WHAT TO PRODUCE
Reproduce every one of the records below verbatim, character for character.

[Segmentation mask data]
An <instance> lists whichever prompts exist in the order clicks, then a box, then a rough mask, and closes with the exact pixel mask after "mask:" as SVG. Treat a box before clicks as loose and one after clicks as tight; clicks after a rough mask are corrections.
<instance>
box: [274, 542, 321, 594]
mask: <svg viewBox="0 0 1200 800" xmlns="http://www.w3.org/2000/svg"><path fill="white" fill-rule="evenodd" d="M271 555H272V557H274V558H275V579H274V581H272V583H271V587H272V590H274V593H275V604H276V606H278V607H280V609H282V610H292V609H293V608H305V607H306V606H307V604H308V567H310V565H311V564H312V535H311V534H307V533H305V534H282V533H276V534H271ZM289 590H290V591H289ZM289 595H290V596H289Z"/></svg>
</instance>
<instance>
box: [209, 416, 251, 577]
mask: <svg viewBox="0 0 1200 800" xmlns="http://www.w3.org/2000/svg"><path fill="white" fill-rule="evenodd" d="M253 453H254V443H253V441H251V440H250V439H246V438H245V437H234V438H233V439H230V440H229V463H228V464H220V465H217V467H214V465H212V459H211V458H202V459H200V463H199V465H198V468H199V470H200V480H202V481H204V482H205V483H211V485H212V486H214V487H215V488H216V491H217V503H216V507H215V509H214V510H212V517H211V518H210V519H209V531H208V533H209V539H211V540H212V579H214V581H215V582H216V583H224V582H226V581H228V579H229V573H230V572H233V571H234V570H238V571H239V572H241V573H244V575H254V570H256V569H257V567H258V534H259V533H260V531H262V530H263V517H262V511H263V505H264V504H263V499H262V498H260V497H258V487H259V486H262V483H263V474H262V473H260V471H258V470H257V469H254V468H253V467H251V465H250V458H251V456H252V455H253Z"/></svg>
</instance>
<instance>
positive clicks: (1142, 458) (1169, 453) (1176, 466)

WRITTEN RESPONSE
An <instance> lists whichever prompts exist in the order clicks, then a box, then a rough mask, and closes with the exact pixel mask after "mask:" as SVG. Treat a box before clicks as loose and one after clicks as tight; clicks after a rough mask are corrections.
<instance>
box: [274, 542, 321, 594]
mask: <svg viewBox="0 0 1200 800" xmlns="http://www.w3.org/2000/svg"><path fill="white" fill-rule="evenodd" d="M271 555H272V557H274V558H275V579H274V581H272V583H271V587H272V590H274V593H275V604H276V606H278V607H280V609H282V610H292V609H293V608H305V607H306V606H307V604H308V567H310V565H311V564H312V535H311V534H307V533H305V534H282V533H276V534H271ZM289 590H290V591H289ZM289 595H290V596H289Z"/></svg>
</instance>
<instance>
box: [209, 416, 251, 577]
mask: <svg viewBox="0 0 1200 800" xmlns="http://www.w3.org/2000/svg"><path fill="white" fill-rule="evenodd" d="M253 453H254V443H253V441H251V440H250V439H246V438H245V437H234V438H233V439H230V440H229V463H228V464H220V465H217V467H214V465H212V459H211V458H202V459H200V463H199V465H198V468H199V470H200V480H202V481H204V482H205V483H211V485H212V486H214V487H215V488H216V491H217V503H216V507H215V509H214V510H212V517H211V518H210V519H209V531H208V533H209V539H211V540H212V579H214V581H215V582H216V583H224V582H226V581H228V579H229V573H230V572H233V571H234V570H238V571H239V572H241V573H244V575H254V570H256V569H257V567H258V534H259V533H260V531H262V530H263V517H262V511H263V505H264V504H263V499H262V498H260V497H258V487H259V486H262V483H263V474H262V473H260V471H258V470H257V469H254V468H253V467H251V465H250V458H251V456H252V455H253Z"/></svg>
</instance>
<instance>
positive clicks: (1142, 458) (1169, 453) (1176, 466)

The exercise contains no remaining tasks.